## Directions
1: Answer these questions using the insolvency text:
(a) To what amount has the government raised the minimum threshold to initiate insolvency proceedings?
(b) Under which section of the IBC will the special insolvency resolution framework be notified?
(c) Which sections of the IBC did the FM suspend, and for what period?
2: In the insolvency text, reproduce everything from "The second important" down to "month time period.".

Now, insolvency proceedings will not be initiated up to 1 year. Earlier, the MCA had extended it to six months.
The government has raised the minimum threshold to initiate insolvency proceedings to Rs 1 crore from Rs 1 lakh, which largely insulates MSMEs. The Finance Minister added that the insolvency proceedings will not be initiated up to 1 year, recollecting that currently the MCA has extended it to six months.
The second important measure announced is a special insolvency resolution framework under Section 240A of the IBC which will be notified soon.
“This is a major step forward and in all probability will be going through an ordinance to achieve the goal immediately,” she said.
The FM has recently suspended Section 7, 9 and 10 of the Insolvency and Bankruptcy Code (IBC) for a period of 6 months. However, the SME sector wanted that IBC as a whole should be suspended for the said six month time period.

## Data section
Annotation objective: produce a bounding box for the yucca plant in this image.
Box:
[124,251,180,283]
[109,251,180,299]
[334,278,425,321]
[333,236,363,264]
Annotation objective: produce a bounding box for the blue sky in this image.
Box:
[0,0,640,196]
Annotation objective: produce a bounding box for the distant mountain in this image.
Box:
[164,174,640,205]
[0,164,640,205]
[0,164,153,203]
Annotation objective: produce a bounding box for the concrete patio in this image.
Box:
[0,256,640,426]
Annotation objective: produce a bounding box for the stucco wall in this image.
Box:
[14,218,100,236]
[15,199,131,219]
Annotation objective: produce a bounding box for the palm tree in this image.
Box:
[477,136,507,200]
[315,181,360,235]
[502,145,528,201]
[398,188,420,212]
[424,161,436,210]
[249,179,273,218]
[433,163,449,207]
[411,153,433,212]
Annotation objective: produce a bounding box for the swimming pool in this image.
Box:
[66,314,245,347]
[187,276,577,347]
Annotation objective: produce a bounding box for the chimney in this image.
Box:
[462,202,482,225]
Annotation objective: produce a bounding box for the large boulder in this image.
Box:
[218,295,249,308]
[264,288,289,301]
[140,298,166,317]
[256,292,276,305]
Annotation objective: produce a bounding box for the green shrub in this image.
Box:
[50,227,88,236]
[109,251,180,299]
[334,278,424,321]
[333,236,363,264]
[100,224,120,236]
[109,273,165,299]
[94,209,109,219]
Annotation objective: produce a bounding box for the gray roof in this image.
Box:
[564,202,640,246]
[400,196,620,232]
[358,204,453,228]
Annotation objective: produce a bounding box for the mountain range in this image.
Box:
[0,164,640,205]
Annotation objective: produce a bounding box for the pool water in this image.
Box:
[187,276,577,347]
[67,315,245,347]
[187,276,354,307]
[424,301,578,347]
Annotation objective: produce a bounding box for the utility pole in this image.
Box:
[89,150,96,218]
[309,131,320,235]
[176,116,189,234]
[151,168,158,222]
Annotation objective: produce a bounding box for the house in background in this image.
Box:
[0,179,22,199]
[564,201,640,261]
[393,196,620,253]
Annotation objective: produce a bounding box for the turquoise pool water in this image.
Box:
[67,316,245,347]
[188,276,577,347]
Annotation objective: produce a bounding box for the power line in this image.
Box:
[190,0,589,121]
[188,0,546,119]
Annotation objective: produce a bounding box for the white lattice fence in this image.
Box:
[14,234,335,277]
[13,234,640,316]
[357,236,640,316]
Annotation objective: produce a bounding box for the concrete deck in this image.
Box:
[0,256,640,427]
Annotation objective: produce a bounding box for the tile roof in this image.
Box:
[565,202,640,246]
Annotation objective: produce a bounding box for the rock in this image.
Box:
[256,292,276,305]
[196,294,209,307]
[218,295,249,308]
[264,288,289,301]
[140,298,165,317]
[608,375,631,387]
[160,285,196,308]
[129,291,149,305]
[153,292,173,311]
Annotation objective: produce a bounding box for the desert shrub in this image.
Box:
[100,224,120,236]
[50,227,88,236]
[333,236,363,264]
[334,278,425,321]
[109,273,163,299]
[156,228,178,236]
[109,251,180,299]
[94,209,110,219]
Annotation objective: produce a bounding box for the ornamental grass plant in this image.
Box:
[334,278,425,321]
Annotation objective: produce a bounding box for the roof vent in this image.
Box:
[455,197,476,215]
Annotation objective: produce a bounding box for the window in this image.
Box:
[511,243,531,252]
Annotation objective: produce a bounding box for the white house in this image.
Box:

## Solutions to each task
1:
(a) Rs 1 crore, up from Rs 1 lakh.
(b) Section 240A.
(c) Sections 7, 9 and 10, for a period of 6 months.

2:
The second important measure announced is a special insolvency resolution framework under Section 240A of the IBC which will be notified soon.
“This is a major step forward and in all probability will be going through an ordinance to achieve the goal immediately,” she said.
The FM has recently suspended Section 7, 9 and 10 of the Insolvency and Bankruptcy Code (IBC) for a period of 6 months. However, the SME sector wanted that IBC as a whole should be suspended for the said six month time period.